§ **Exercise requirements**
From the records below, transcribe exactly the lines that begin at the line with "Task: tag the man's dreadlocks" and end at the line with "x=356, y=18", both included.

[[ Recorded data open ]]

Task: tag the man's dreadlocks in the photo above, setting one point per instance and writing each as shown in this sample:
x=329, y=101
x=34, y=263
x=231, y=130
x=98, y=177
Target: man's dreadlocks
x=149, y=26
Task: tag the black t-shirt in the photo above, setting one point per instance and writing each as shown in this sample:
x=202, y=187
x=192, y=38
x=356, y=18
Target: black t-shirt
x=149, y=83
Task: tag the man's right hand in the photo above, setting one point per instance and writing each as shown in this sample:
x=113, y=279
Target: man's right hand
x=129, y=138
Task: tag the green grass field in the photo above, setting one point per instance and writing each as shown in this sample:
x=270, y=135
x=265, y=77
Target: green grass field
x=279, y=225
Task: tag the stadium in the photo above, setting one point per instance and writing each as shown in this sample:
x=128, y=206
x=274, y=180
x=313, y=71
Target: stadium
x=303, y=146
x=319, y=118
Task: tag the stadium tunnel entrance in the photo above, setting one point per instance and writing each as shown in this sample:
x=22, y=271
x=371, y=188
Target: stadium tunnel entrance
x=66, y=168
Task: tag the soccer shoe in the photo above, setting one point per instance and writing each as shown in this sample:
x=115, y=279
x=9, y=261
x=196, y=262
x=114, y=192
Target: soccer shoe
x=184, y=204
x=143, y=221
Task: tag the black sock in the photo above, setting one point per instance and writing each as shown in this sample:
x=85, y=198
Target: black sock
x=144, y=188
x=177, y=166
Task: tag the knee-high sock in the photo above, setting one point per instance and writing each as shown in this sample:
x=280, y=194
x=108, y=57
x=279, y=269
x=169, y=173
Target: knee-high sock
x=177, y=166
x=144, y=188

[[ Recorded data closed ]]
[[ Recorded data open ]]

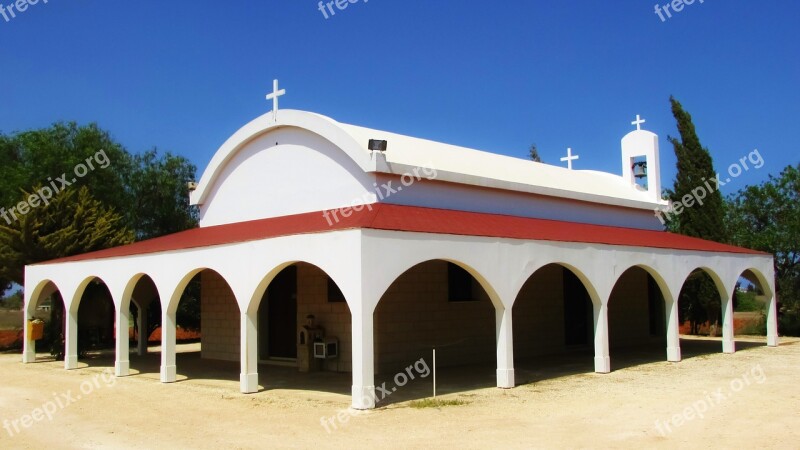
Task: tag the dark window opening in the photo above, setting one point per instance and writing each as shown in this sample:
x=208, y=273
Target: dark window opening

[[ Recorded data closed ]]

§ **Output of the exercise**
Task: tag the man's dreadlocks in the photo above, setting one point per instance and writing each as shown in this sample:
x=329, y=101
x=34, y=263
x=231, y=130
x=98, y=177
Target: man's dreadlocks
x=149, y=26
Task: tag the black t-shirt in the photo above, setting one point per instance and writing each as shown in this sample:
x=202, y=187
x=192, y=38
x=356, y=18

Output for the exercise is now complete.